*** Opening of Selected passage ***

Water Patrol Division Director Captain Matt Walz said that while in effect, the extended idle speed zone did work well. It was afterwards when boaters opened up that things got rough.

Thousands of boaters heeded the warnings as they headed out from the Lake of the Ozarks Shootout but once the clock struck 5:30 p.m. on Saturday, it was described as “all hell broke loose.”

From all accounts, the 2017 Shootout drew more spectators this year than it has in the past and many of those traveled to the race by boat, creating a traffic jam for the Missouri State Highway Patrol Water Patrol Division to curtail.

While the water patrol division and many others agreed the no-wake zone was a significant improvement from last year, once 5:30 p.m. rolled around, boaters were running wide open. Although there were no official reports, at least one boat is believed to have capsized after hitting a series of wakes.

The extended no-wake zone was implemented for this year’s race in an ongoing effort to reduce safety risks and property damage to docks, seawalls and other lakefront structures caused as boats head out from spending the day at the races.

The Water Patrol, a division of the Missouri State Highway Patrol, has been besieged in recent years with complaints from property owners along the shoreline about damaged docks, broken cables and boat lifts caused by boats leaving the Shootout.

The Shootout takes place near Captain Ron’s at the 34.5 mile marker. The Water Patrol doesn’t have enough officers to handle thousands of boats plowing or traveling on plane, most heading in the same direction at one time, without shutting down traffic.

The extended no-wake zone was in effect from 2-5:30 p.m., and included the main channel from the 31.5-mile mark downstream to approximately the 24-mile mark. A shorter no-wake zone in 2016 did little to ease the devastating wake of damage.

Several resorts and lakefront venues, as well as property owners, reported extensive damage from boats traveling to and from the races. The worst of which was Saturday evening.

*** Close of Selected passage ***
*** Opening of Material shown ***

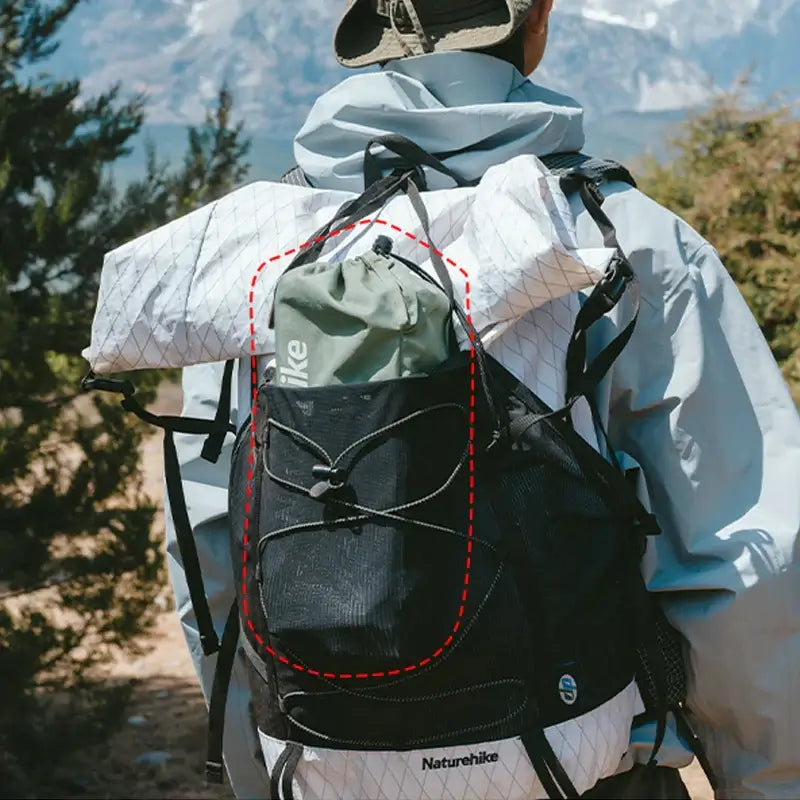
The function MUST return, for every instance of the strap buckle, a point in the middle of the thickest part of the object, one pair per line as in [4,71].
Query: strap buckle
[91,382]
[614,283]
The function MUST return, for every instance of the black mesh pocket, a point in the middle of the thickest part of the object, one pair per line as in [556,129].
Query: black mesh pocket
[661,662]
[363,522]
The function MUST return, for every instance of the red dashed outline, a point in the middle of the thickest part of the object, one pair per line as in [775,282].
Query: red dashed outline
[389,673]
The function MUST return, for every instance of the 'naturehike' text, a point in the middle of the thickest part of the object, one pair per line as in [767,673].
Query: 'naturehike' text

*** Close of Material shown ***

■ What needs to be done:
Answer these questions from the passage on the Lake of the Ozarks Shootout:
1. Who is the Water Patrol Division Director?
2. At what mile marker does the Shootout take place?
3. At what time did the extended no-wake zone take effect?

■ Output for this task:
1. Captain Matt Walz
2. The 34.5 mile marker
3. 2 p.m.